=== Data excerpts ===
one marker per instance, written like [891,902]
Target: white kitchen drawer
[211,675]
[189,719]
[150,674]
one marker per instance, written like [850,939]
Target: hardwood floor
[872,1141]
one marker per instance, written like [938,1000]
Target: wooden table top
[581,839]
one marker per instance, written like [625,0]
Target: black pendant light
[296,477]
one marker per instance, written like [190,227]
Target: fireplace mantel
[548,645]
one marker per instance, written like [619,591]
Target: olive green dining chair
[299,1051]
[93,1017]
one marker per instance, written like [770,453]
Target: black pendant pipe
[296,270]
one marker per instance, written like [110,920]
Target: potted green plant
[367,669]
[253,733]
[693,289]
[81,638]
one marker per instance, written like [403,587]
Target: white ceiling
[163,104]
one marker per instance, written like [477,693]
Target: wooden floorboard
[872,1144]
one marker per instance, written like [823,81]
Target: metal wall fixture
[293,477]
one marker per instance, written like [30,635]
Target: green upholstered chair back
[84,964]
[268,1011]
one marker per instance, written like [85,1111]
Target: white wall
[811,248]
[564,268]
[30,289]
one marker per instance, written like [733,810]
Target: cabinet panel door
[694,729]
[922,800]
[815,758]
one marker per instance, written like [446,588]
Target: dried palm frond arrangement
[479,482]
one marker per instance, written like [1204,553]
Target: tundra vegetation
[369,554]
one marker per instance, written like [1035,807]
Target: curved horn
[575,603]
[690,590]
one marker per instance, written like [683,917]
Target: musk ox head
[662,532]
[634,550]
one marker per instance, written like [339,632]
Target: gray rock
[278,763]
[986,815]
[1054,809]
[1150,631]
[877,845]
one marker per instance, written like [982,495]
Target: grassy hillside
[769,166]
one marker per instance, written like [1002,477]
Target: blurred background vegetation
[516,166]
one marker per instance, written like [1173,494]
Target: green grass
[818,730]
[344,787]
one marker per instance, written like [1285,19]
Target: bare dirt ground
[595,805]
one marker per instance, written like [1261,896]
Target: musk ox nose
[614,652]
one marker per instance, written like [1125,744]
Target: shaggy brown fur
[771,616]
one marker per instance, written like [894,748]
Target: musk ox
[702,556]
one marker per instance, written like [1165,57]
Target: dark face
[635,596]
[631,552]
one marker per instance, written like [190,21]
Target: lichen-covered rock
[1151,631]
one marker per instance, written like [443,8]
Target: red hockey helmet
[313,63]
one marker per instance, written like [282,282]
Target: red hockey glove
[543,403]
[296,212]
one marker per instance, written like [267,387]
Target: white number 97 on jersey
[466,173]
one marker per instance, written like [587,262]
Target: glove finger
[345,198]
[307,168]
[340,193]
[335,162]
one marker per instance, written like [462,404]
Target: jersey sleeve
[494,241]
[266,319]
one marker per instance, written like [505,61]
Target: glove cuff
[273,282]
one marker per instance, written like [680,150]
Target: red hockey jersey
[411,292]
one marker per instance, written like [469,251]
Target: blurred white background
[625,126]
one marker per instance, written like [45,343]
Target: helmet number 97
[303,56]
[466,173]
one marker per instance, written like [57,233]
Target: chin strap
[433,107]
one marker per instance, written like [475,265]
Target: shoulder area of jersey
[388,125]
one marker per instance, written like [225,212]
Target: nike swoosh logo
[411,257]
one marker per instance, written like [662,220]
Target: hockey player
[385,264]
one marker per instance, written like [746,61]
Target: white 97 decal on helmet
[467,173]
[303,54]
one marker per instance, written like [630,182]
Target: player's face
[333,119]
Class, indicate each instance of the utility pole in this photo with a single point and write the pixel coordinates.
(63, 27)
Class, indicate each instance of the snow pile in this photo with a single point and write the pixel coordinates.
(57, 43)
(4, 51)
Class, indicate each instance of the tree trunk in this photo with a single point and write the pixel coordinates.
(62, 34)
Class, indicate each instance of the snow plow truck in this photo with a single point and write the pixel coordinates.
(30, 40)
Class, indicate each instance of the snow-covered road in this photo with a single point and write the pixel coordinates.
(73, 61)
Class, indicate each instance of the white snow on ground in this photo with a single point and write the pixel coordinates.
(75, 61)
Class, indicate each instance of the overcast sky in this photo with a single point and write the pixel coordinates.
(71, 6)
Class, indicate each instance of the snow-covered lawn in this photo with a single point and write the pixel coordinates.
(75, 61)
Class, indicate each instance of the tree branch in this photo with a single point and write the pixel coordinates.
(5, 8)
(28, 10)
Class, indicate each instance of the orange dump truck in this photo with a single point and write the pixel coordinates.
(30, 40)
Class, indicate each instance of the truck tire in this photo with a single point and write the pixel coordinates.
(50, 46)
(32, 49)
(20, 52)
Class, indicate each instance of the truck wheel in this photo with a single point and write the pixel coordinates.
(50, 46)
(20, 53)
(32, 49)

=== About this exercise ===
Reprint the data above from the opening line to the line holding "one marker per instance, written like [619,591]", inclusive, and nothing else.

=== Result below ===
one marker per instance, written like [891,902]
Target: white kitchen drawer
[211,675]
[189,719]
[150,674]
one marker per instance, written like [850,939]
Target: hardwood floor
[872,1141]
one marker per instance, written like [938,1000]
Target: wooden table top
[581,839]
one marker per instance, written like [625,0]
Target: black pendant light
[296,477]
one marker per instance, written like [190,227]
Target: fireplace mantel
[548,645]
one marker per instance, written like [619,591]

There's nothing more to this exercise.